* PROBLEM SET:
(1) In the article on Kenya's digital ID ruling, how many people have had their irises scanned by India's Aadhaar program?
(2) Name every country the article on Kenya's digital ID ruling describes as looking to digitize its national ID system.
(3) Carry the article on Kenya's digital ID ruling forward from its last sentence.

Last week, the Kenyan High Court blocked the country’s new digital ID initiative from moving forward in its current form. Other nations’ judiciaries have taken on similar biometric ID programs—the Indian Supreme Court set limits on the subcontinent’s massive Aadhaar program, which has scanned the irises of over a billion people. But never before has a court halted a digital ID scheme on the grounds that it could exclude a segment of the population.

It’s high time. Kenya is one of many countries (including the Philippines, Nigeria, and Mexico) looking to digitize their national ID systems. The privacy concerns related to digital ID are well known; they were the focus of India’s Supreme Court ruling, for example. Less known is the way these digital systems are often being built, as in Kenya, atop discriminatory regimes.

We should all be worried. Tech-utopian schemes don’t make systemic bias disappear. They make it worse.

Kenya’s current national ID system is not unlike the Jim Crow South in the United States: old, analog, and ugly. Take a typical example, a house cleaner and single mother whom we’ll call Ziya. (She asked us to change her name to protect her from retaliation.) All her life, Ziya has lived in a one-room mud house in Nairobi’s biggest slum. Like one of us (Mustafa), she belongs to Kenya’s Nubian community. Her ancestors were conscripted from what is now Sudan to fight in World War I, and were then resettled to Nairobi by the British empire, over a hundred years ago.

* INFORMATION SUPPLIED:
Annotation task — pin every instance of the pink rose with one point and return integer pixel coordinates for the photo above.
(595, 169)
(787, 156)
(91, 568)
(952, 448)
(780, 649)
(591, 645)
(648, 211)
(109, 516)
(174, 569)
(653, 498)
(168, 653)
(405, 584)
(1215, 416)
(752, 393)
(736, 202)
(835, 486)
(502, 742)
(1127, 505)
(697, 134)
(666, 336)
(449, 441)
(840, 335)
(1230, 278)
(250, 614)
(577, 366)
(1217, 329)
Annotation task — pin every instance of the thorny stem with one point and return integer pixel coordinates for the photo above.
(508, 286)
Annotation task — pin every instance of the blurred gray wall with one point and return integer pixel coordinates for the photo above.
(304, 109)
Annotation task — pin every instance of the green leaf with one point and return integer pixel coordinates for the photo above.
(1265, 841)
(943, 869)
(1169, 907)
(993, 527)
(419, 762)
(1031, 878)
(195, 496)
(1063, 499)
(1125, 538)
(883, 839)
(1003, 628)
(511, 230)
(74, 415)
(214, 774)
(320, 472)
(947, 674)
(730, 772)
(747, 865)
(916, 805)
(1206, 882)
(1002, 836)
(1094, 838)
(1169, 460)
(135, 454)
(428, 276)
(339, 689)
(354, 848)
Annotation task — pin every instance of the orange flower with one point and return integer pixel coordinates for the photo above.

* SET OF ANSWERS:
(1) Over a billion people.

(2) Kenya, the Philippines, Nigeria, and Mexico.

(3)
Ziya applied for a national ID card as soon as she turned 18. Most Kenyans barely think about the application, and receive a card in a month. But the Nubians are one of several tribes, all of them Muslim, altogether comprising 5 million people, who often undergo a discriminatory “vetting” process in order to obtain ID cards.

If you belong to one of those tribes, you end up waiting months to appear in front of a vetting committee. You may have to produce an extra set of supporting documents—even documents from your grandparents or great-grandparents—and your process can take years.

Ziya applied for an ID in 2013 and received an appointment with the vetting committee in 2014. The committee asked for her birth certificate. Many Kenyans don’t have birth certificates; the system for issuing them has long been inadequate. When Ziya couldn’t produce hers, the vetting committee sent her away. She then visited the Civil Registry to ask for a copy of her birth certificate, but a registrar told her that her records weren’t in the system. So she signed up for another appointment with the vetting committee.

Two paralegals in Kibera, Nairobi's largest slum.Photograph: Noor Khamis/Namati

This time, the committee instructed Ziya to apply afresh for a birth certificate. She went back to Civil Registry, but the registrar told her that because she was over 18, she needed to provide a copy of her ID card, which of course she did not have. At wits end, Ziya waited for the chance to appear for vetting once more, but the committee was unwilling to listen or consider alternatives.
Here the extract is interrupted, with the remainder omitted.